Aim of the exercise
Reproduce each record exactly.

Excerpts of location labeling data
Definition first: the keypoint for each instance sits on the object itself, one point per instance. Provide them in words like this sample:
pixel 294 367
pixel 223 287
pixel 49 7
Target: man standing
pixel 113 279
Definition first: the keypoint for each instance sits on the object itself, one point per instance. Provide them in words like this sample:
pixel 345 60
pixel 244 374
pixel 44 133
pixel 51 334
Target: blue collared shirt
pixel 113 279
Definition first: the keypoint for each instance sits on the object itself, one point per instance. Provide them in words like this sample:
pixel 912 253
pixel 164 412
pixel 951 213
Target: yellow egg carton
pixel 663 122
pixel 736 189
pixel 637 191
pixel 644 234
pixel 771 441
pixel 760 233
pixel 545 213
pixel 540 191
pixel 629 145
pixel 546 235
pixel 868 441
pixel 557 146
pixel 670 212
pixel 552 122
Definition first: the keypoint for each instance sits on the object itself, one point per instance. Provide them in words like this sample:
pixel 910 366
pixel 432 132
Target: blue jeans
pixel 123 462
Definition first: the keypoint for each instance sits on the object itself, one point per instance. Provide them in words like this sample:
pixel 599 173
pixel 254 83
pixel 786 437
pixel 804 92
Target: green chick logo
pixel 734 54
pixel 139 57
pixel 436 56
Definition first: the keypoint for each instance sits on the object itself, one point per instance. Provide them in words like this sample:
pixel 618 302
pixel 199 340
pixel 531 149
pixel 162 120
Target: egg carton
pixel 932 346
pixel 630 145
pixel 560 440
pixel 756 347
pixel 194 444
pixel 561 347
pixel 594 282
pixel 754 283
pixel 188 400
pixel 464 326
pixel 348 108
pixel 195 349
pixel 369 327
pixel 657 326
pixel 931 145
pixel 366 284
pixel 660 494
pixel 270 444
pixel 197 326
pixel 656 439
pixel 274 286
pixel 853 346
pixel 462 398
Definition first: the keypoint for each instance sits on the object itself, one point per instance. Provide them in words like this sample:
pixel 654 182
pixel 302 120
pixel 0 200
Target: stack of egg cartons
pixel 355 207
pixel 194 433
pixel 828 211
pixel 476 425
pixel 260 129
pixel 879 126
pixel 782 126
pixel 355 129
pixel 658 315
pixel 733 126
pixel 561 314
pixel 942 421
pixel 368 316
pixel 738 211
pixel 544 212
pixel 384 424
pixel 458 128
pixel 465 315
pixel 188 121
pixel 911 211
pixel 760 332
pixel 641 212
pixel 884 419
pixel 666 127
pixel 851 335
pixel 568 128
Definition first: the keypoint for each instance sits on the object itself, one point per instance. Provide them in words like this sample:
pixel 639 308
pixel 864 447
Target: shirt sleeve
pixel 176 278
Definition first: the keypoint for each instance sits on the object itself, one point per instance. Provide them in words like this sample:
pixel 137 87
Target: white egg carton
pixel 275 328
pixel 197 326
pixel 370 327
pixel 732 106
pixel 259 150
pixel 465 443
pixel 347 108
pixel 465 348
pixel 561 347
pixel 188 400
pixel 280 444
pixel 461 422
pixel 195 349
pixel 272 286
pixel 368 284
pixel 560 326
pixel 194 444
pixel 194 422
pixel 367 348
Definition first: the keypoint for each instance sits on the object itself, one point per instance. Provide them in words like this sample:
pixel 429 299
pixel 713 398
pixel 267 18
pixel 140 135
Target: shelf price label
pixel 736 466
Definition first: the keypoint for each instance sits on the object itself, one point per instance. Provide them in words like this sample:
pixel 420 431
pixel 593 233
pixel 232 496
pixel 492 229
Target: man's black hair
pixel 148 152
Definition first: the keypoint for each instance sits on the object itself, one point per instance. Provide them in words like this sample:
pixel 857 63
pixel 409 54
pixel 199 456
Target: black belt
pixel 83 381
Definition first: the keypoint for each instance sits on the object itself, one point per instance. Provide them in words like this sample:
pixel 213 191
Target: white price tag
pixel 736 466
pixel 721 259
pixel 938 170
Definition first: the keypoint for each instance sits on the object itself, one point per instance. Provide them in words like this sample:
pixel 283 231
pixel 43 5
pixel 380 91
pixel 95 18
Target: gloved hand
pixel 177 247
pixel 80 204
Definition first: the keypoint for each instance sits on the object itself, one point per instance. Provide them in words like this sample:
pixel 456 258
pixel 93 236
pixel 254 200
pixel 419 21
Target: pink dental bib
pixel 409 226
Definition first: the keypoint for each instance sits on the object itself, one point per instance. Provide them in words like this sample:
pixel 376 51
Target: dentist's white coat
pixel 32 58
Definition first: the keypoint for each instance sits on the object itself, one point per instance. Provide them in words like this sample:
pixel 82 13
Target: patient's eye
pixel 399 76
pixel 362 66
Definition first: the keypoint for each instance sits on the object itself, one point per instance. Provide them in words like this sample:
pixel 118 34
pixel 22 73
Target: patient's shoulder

Result of the exercise
Definition first: the keypoint for each instance sits on the object itself, one point per instance. Provide them in words like this sample:
pixel 294 367
pixel 223 287
pixel 49 7
Target: man standing
pixel 113 279
Definition first: the keypoint for each instance sits on the object itself, one point per instance. Provide them in words like this sample:
pixel 345 60
pixel 244 374
pixel 44 133
pixel 51 334
Target: blue collared shirt
pixel 113 279
Definition first: the keypoint for each instance sits on the object itself, one point per instance. Provide them in words like this sample:
pixel 912 253
pixel 164 412
pixel 951 213
Target: yellow egg carton
pixel 663 122
pixel 736 189
pixel 637 191
pixel 644 234
pixel 771 441
pixel 760 233
pixel 545 213
pixel 540 191
pixel 629 145
pixel 546 235
pixel 868 441
pixel 557 146
pixel 670 212
pixel 552 122
Definition first: the keypoint for each instance sits on the object itself, one point per instance. Provide them in words like this sample:
pixel 910 366
pixel 432 132
Target: blue jeans
pixel 123 462
Definition first: the keypoint for each instance sits on the object itself, one point per instance. Provide them in words like this sample:
pixel 599 173
pixel 254 83
pixel 786 437
pixel 804 92
Target: green chick logo
pixel 734 54
pixel 139 57
pixel 436 56
Definition first: the keypoint for each instance sits on the object itself, one point per instance. Provide them in words like this sample:
pixel 618 302
pixel 199 340
pixel 531 149
pixel 162 120
Target: egg carton
pixel 932 346
pixel 630 145
pixel 560 440
pixel 756 347
pixel 194 444
pixel 561 347
pixel 594 282
pixel 754 283
pixel 188 400
pixel 464 326
pixel 348 108
pixel 195 349
pixel 369 327
pixel 657 326
pixel 931 145
pixel 366 284
pixel 660 494
pixel 270 444
pixel 197 326
pixel 656 439
pixel 274 286
pixel 853 346
pixel 462 398
Definition first: the keypoint for each instance sits on the object itself, one point per instance. Provide them in words like this sample:
pixel 654 182
pixel 302 120
pixel 0 200
Target: stack of egg cartons
pixel 355 207
pixel 194 433
pixel 828 211
pixel 476 425
pixel 260 129
pixel 879 126
pixel 782 126
pixel 355 129
pixel 658 315
pixel 733 126
pixel 561 314
pixel 942 421
pixel 368 316
pixel 738 211
pixel 544 212
pixel 384 424
pixel 458 128
pixel 465 315
pixel 188 121
pixel 911 211
pixel 760 332
pixel 641 212
pixel 884 419
pixel 666 127
pixel 851 335
pixel 568 128
Definition first: the keypoint for each instance sits on the object itself, one point per instance. Provide them in words like this sample:
pixel 639 308
pixel 864 447
Target: shirt sleeve
pixel 176 278
Definition first: the keypoint for each instance sits on the object itself, one point per instance. Provide them in words like this sample:
pixel 137 87
Target: white egg carton
pixel 275 328
pixel 197 326
pixel 370 327
pixel 732 106
pixel 259 150
pixel 465 443
pixel 347 108
pixel 465 348
pixel 561 347
pixel 188 400
pixel 280 444
pixel 461 422
pixel 195 349
pixel 272 286
pixel 368 284
pixel 560 326
pixel 194 444
pixel 194 422
pixel 367 348
Definition first: the keypoint for each instance sits on the object itself, one point per instance. Provide them in words like this sample:
pixel 429 299
pixel 713 398
pixel 267 18
pixel 140 135
Target: shelf price label
pixel 736 466
Definition first: the keypoint for each instance sits on the object itself, one point per instance. Provide them in words like this sample:
pixel 420 431
pixel 593 233
pixel 232 496
pixel 492 229
Target: man's black hair
pixel 148 152
Definition first: the keypoint for each instance sits on the object itself, one point per instance. Provide them in words like this sample:
pixel 857 63
pixel 409 54
pixel 199 456
Target: black belt
pixel 83 381
Definition first: the keypoint for each instance sits on the object itself, one point per instance. Provide them in words like this sample:
pixel 213 191
Target: white price tag
pixel 736 466
pixel 721 259
pixel 938 170
Definition first: the keypoint for each instance sits on the object itself, one point per instance. Provide them in words like this sample:
pixel 283 231
pixel 43 5
pixel 380 91
pixel 95 18
Target: gloved hand
pixel 177 247
pixel 80 204
Definition first: the keypoint for each instance sits on the object itself, one point per instance. Provide them in words like this sample:
pixel 456 258
pixel 93 236
pixel 254 200
pixel 419 21
Target: pink dental bib
pixel 409 226
Definition first: the keypoint for each instance sits on the object itself, one point per instance. Provide them in words like this sample:
pixel 376 51
Target: dentist's white coat
pixel 32 58
Definition first: the keypoint for each instance sits on the object itself, one point per instance. Provide them in words like this sample:
pixel 82 13
Target: patient's eye
pixel 399 76
pixel 362 66
Definition first: the keypoint for each instance sits on the object itself, one point per instance. Provide them in words like this sample:
pixel 118 34
pixel 22 73
Target: patient's shoulder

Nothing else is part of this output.